[Object pointing dataset rows]
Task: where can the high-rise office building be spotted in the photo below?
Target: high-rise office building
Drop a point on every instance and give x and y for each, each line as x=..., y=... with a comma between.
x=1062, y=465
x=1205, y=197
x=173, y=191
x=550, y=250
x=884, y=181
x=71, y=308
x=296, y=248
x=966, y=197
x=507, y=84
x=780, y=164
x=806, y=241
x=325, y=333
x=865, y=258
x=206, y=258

▶ **Aim**
Reproduce the rows above word for word.

▶ **Solved exercise**
Task: where can the high-rise office building be spotted in the photo below?
Target: high-rise office building
Drop a point on every instance and give x and y for each, each line as x=..., y=... with a comma between.
x=1062, y=465
x=1205, y=197
x=173, y=191
x=550, y=250
x=884, y=181
x=71, y=308
x=296, y=248
x=966, y=197
x=507, y=84
x=780, y=164
x=806, y=241
x=325, y=333
x=865, y=258
x=206, y=258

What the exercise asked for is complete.